Problem description. Everything from the first line of the entries below through the line holding "Expected: the pointer indicates a point on the woman's white" must be printed exactly as written.

__________

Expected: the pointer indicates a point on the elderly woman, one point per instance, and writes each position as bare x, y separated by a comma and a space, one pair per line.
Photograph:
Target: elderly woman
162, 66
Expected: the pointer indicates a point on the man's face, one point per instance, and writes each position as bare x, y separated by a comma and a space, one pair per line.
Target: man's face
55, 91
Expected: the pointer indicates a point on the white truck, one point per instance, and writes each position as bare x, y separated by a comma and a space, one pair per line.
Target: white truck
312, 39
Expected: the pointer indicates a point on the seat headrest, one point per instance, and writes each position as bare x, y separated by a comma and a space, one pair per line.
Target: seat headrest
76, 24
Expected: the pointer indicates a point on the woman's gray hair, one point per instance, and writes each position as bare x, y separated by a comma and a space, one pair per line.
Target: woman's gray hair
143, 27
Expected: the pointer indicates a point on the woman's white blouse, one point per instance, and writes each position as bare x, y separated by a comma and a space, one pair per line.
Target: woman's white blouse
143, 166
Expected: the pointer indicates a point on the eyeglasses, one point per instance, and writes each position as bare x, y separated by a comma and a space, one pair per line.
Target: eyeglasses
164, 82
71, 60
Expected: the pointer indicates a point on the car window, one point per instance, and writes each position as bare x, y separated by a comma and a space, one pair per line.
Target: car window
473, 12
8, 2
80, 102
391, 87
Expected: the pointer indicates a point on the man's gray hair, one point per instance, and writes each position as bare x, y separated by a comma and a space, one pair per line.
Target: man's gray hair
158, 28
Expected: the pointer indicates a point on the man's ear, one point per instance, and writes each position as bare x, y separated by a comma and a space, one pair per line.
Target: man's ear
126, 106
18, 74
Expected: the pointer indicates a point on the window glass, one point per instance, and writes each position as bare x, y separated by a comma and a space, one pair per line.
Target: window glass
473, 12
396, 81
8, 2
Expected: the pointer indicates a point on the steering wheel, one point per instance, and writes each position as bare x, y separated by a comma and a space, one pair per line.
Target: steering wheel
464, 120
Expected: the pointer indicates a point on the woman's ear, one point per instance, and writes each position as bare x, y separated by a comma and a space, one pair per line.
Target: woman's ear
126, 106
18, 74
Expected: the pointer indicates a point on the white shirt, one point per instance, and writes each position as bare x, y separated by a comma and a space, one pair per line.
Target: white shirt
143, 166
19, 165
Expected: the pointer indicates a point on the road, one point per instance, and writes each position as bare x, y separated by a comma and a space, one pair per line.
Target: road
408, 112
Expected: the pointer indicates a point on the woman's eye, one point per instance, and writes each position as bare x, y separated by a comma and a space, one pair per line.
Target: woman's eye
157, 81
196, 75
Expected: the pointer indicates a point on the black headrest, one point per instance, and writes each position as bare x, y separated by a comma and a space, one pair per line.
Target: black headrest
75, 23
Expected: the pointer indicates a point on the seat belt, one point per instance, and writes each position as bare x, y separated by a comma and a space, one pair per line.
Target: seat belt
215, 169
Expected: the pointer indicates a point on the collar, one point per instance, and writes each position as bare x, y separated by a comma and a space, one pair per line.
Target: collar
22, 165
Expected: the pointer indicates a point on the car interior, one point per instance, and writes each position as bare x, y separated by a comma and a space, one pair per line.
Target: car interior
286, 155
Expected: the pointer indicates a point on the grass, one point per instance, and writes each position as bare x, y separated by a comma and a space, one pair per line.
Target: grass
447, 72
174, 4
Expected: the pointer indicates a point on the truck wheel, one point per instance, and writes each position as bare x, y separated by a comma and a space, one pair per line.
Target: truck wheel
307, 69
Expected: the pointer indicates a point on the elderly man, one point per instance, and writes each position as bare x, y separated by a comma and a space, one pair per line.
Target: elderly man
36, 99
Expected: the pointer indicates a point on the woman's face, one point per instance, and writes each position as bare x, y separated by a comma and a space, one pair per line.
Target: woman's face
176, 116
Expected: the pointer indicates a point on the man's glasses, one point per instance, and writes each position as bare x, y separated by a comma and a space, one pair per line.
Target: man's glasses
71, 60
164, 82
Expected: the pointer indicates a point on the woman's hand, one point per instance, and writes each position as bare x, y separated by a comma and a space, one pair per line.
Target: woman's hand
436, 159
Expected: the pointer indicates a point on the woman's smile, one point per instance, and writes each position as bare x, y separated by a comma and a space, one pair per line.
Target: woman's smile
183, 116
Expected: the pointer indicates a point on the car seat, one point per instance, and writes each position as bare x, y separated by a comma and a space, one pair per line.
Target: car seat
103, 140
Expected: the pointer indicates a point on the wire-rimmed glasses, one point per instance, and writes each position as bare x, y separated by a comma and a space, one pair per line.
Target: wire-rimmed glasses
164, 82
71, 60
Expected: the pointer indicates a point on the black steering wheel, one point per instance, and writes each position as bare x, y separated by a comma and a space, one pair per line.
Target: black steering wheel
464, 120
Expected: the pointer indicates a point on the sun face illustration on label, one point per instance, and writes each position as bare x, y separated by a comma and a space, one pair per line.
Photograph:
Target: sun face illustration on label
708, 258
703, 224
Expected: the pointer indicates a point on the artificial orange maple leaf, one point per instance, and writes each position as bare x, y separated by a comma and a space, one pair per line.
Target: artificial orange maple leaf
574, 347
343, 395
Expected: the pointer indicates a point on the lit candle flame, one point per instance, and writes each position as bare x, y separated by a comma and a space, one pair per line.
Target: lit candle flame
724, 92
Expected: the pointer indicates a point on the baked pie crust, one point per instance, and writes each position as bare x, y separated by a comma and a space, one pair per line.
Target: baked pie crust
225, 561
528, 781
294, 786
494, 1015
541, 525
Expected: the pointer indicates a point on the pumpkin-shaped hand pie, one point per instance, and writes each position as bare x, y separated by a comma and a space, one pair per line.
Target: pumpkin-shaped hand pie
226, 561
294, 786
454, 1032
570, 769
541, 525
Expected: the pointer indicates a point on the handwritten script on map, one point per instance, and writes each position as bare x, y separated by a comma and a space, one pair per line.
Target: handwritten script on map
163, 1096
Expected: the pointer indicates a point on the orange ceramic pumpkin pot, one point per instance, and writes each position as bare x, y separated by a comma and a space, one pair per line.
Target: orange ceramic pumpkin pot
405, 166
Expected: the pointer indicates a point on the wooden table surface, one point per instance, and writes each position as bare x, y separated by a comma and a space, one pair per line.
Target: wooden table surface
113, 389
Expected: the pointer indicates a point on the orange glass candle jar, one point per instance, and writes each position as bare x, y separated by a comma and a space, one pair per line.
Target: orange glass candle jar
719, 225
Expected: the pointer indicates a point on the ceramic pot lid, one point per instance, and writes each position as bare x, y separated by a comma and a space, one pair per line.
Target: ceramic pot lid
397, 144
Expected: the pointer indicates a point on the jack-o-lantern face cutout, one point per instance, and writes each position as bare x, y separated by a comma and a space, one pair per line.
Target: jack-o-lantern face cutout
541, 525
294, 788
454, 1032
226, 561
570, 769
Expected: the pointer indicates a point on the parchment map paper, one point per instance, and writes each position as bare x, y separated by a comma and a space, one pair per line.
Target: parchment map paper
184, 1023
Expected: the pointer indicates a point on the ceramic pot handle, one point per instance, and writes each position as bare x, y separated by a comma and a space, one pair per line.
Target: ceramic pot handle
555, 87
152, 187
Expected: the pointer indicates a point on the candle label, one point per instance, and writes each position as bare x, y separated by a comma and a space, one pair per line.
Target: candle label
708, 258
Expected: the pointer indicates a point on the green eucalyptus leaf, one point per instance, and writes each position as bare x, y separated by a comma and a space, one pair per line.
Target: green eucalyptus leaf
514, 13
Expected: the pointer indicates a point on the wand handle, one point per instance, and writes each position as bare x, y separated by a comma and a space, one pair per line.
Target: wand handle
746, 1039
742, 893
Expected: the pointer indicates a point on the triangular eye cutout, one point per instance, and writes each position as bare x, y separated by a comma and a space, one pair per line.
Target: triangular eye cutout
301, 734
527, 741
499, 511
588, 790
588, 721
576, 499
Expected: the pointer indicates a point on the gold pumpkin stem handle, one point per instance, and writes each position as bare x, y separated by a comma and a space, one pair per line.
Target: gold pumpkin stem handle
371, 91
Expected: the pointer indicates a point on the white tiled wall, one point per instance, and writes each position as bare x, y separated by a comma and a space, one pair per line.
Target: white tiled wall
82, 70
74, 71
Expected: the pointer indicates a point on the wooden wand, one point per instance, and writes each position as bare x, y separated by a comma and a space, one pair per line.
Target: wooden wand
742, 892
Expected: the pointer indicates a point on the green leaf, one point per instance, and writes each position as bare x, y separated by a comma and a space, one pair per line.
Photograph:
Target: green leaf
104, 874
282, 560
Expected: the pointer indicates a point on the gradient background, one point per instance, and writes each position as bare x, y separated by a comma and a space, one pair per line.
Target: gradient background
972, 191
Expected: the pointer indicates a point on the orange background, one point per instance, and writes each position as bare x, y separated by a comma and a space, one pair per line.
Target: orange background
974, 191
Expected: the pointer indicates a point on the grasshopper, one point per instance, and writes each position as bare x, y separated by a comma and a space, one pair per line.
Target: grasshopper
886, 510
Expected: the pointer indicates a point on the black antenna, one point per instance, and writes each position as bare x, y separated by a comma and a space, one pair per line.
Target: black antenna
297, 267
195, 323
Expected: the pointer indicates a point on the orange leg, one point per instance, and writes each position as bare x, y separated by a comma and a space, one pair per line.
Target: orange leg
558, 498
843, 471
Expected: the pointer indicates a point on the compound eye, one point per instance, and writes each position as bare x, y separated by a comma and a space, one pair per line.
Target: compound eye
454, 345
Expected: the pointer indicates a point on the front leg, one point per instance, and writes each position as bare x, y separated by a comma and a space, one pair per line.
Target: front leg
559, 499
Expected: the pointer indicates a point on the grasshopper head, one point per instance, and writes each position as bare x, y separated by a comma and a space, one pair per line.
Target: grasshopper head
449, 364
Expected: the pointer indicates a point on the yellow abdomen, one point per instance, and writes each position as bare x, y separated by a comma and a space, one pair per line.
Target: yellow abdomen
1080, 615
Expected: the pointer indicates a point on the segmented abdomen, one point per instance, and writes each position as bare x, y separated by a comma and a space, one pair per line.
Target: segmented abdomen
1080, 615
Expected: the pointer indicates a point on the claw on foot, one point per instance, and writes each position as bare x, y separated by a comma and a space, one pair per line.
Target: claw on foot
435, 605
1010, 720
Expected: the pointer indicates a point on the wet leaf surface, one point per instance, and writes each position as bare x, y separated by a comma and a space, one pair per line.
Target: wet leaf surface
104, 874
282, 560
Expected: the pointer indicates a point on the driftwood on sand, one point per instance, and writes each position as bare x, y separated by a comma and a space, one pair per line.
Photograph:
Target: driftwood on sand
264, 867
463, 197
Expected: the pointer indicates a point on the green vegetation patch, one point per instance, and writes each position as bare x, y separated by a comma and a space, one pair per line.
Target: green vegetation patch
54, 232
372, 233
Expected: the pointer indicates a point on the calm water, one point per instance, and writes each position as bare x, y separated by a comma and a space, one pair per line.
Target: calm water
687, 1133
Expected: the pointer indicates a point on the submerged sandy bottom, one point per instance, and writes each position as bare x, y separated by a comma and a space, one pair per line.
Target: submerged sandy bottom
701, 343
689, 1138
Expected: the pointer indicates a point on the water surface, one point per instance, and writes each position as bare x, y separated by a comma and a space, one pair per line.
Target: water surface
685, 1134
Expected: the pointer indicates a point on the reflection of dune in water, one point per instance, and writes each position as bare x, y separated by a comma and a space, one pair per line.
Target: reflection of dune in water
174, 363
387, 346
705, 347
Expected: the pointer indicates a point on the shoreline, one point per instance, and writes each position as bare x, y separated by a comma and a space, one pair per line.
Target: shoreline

__________

Answer space.
Expected: the pointer indicates a point on the elderly woman, one point per instance, and writes each position as bare x, y separated by a comma and a space, one pair per line.
Photograph:
Target: elderly woman
162, 66
Expected: the pointer indicates a point on the man's face, one point per instance, and writes each position as bare x, y separated by a comma and a space, one pair per line.
Target: man's face
55, 91
Expected: the pointer indicates a point on the white truck, one point per instance, and writes each position as bare x, y separated by a comma and a space, one pair per line.
Target: white truck
312, 39
Expected: the pointer indicates a point on the seat headrest, one point per instance, and writes each position as bare x, y separated by a comma and a space, one pair per line.
Target: seat headrest
76, 24
Expected: the pointer indicates a point on the woman's gray hair, one point per instance, and writes each position as bare x, y separated by a comma and a space, one pair per line.
Target: woman's gray hair
143, 27
Expected: the pointer indicates a point on the woman's white blouse, one point per instance, and writes each position as bare x, y separated by a comma and a space, one pair per line.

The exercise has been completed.